*Problem*: Copy the material again from the line with "Note to the class: indicate the elephant tail" through the end, requests included. Multiply each answer point's x and y coordinates by 0.4, rounding to whole numbers with halves going up, and leave the sample coordinates unchanged.

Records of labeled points
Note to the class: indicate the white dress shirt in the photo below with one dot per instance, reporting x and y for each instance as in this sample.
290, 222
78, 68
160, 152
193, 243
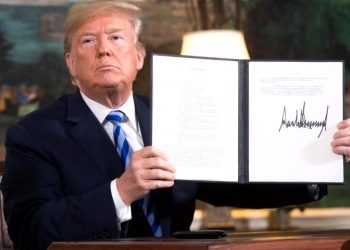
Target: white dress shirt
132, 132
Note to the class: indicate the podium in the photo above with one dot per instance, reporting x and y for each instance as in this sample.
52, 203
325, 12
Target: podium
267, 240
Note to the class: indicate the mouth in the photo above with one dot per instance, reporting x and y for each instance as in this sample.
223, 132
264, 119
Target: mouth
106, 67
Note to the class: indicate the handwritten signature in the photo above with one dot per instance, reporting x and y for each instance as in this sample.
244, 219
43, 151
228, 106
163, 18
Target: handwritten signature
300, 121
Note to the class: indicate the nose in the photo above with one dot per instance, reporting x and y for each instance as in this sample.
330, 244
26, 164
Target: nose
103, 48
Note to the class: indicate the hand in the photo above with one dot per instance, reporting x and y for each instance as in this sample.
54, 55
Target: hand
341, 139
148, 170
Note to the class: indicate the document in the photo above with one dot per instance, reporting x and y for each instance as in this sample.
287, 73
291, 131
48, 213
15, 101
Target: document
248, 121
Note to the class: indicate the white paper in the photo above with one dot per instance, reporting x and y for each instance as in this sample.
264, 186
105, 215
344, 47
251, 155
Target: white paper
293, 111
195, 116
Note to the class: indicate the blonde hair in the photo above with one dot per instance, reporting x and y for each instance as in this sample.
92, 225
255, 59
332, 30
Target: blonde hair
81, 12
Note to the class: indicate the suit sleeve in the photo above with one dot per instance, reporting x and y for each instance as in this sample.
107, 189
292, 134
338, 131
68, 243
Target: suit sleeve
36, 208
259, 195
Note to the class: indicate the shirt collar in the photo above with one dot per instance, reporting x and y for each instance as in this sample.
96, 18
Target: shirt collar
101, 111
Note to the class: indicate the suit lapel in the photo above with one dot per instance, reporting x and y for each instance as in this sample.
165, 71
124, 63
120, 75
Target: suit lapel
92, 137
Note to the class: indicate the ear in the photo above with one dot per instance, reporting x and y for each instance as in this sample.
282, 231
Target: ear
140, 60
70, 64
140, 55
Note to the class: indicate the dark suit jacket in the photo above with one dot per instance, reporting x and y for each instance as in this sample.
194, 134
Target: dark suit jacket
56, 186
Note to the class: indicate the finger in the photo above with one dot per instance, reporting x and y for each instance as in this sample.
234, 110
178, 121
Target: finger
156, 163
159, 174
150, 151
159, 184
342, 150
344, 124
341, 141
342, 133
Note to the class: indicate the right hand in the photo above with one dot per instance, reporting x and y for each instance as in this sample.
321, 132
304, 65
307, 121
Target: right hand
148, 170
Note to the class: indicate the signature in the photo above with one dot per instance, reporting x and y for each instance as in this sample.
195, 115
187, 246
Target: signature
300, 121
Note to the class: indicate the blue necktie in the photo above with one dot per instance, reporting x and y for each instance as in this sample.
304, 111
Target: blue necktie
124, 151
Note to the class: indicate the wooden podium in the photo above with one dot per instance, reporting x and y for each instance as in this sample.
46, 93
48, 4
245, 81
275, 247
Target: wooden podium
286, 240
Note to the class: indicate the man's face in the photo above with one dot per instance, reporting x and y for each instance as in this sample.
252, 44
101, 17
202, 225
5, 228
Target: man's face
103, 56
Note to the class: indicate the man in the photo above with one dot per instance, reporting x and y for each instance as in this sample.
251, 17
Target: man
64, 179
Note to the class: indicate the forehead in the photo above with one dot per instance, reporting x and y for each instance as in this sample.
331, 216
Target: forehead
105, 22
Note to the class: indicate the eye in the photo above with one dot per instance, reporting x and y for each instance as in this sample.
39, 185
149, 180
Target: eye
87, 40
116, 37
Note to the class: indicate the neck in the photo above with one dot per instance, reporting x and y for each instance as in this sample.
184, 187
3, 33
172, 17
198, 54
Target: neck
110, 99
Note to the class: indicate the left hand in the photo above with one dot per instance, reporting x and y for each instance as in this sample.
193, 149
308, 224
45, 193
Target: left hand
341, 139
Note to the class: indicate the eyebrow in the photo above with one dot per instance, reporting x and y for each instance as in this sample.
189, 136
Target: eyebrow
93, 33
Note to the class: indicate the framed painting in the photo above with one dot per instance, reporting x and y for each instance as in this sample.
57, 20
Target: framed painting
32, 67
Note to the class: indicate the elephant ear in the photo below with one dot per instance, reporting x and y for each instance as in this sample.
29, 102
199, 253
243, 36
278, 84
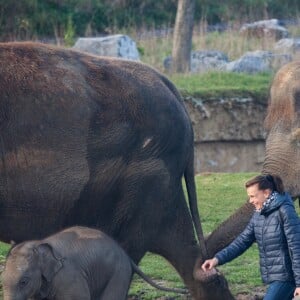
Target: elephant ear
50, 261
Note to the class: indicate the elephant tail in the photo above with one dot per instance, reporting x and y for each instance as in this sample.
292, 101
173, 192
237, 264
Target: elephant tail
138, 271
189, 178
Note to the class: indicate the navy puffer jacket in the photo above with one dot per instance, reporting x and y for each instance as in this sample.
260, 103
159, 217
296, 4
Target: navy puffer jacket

*Expected output*:
Note to the class: indicate the elephant tail in the photo above with one dot per instance, reporting x and y for each instance as in this sample.
292, 101
173, 192
237, 264
Target: elephant tail
55, 108
76, 71
Note to the class: indicate the navy puffer jacket in the photo above with one dot per instance, reporting x and y for each instance as in this sample.
260, 103
159, 217
296, 4
Target: navy puffer jacket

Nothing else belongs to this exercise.